> _Selección_
El Poder de las Palabras: Cómo lo que decimos puede transformar nuestra vida
Este artículo revela cómo las palabras que usamos —con otros y con nosotros mismos— pueden moldear nuestras emociones, decisiones y creencias. Basado en el libro El poder de las palabras, ofrece claves prácticas y profundas para hablar, pensar y vivir mejor.
Juan Manuel
3/2/20254 min read


¿Y si la clave para transformar tu vida no fuera algo externo, sino la forma en la que te hablas a ti mismo?
Imagina que tienes una herramienta poderosa desde que aprendiste a hablar. No es un dispositivo tecnológico ni una fórmula mágica. Es algo mucho más sutil y accesible: las palabras. Específicamente, el lenguaje que usas para interpretar tu mundo, tus emociones y, sobre todo, tu historia personal. Según la neurociencia moderna, ese lenguaje no solo describe tu realidad, sino que la construye. Y tú puedes reescribirla.
Mariano Sigman, reconocido neurocientífico, lo vivió en carne propia. A los ocho años, abandonó una carrera escolar y concluyó que no servía para el deporte. Esa creencia, aparentemente inocente, se convirtió en una etiqueta silenciosa que lo acompañó por cuatro décadas. No fue hasta los 48 años, pedaleando en bicicleta por las montañas españolas, que rompió con esa narrativa. Al subir la Morcuera en tiempo récord, exhausto pero eufórico, comprendió algo profundo: no era su cuerpo el que lo había limitado, sino la historia que su mente había repetido durante años.
Esta experiencia es más común de lo que creemos. A lo largo de la vida, formamos creencias a partir de eventos puntuales, y esas creencias se convierten en guiones que determinan cómo actuamos, cómo sentimos y qué decisiones tomamos. Lo más fascinante es que esos guiones no están grabados en piedra. Son editables. Y las palabras son la herramienta principal para hacerlo.
Muchas veces pensamos en la memoria como un archivo que almacena fielmente los hechos. Pero la neurociencia nos dice algo muy diferente: nuestra mente funciona más como un artista que retoca una pintura cada vez que la observa. Este fenómeno se conoce como reconsolidación, y significa que cada recuerdo puede ser actualizado. Es decir, no recordamos el hecho original, sino la última versión que creamos de él.

> _Instrucciones de tareas_
a) Imprime el tramo del artículo sobre el poder de las palabras que va desde "Muchas veces pensamos" hasta "creamos de él.".
b) Indica si cada afirmación coincide con el artículo sobre el poder de las palabras. Responde sí o no y cita literalmente las palabras del artículo que lo deciden.
(i) Sigman abandonó una carrera escolar a los ocho años.
(ii) Sigman rompió con su creencia sobre el deporte a los 40 años.
(iii) Según el artículo, la mente guarda los recuerdos como un archivo que almacena fielmente los hechos.
c) Responde con datos del artículo sobre el poder de las palabras:
(i) ¿En qué libro se basa el artículo?
(ii) ¿Qué subió Sigman en tiempo récord?
(iii) ¿Cómo se llama el fenómeno por el que cada recuerdo puede ser actualizado?

> _Datos guardados_
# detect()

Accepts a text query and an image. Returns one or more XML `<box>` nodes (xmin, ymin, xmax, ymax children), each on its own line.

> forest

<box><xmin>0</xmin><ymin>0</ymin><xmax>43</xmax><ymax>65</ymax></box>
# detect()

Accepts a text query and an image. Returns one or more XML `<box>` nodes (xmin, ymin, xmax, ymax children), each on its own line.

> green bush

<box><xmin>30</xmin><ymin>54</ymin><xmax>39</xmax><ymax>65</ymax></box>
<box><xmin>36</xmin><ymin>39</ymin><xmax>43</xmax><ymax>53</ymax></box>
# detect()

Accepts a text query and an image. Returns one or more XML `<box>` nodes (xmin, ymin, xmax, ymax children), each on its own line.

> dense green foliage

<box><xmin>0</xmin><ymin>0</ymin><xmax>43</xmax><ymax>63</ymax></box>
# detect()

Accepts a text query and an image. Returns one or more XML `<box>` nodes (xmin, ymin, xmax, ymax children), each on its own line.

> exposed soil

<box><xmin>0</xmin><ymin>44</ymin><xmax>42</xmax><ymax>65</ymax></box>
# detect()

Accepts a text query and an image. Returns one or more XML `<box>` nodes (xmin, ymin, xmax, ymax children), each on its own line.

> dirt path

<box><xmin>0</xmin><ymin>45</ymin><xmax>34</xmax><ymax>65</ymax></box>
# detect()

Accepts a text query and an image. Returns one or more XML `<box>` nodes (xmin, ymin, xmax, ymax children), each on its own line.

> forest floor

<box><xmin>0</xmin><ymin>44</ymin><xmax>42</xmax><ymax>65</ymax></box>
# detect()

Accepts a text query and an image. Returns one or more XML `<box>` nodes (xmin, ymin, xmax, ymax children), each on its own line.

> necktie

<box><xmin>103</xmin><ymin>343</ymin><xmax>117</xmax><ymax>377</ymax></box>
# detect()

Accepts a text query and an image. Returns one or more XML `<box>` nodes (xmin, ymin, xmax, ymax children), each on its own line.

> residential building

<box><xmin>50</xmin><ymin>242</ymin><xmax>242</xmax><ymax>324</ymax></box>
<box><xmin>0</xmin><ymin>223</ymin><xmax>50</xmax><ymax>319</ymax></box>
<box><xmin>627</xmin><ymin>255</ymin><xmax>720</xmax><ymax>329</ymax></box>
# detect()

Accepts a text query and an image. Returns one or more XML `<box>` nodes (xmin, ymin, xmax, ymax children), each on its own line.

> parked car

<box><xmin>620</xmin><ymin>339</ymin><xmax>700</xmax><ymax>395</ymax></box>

> _Soluciones_
a)
Muchas veces pensamos en la memoria como un archivo que almacena fielmente los hechos. Pero la neurociencia nos dice algo muy diferente: nuestra mente funciona más como un artista que retoca una pintura cada vez que la observa. Este fenómeno se conoce como reconsolidación, y significa que cada recuerdo puede ser actualizado. Es decir, no recordamos el hecho original, sino la última versión que creamos de él.

b)
(i) Sí: "A los ocho años, abandonó una carrera escolar"
(ii) No: "No fue hasta los 48 años"
(iii) No: "nuestra mente funciona más como un artista que retoca una pintura cada vez que la observa"

c)
(i) En el libro El poder de las palabras.
(ii) La Morcuera.
(iii) Reconsolidación.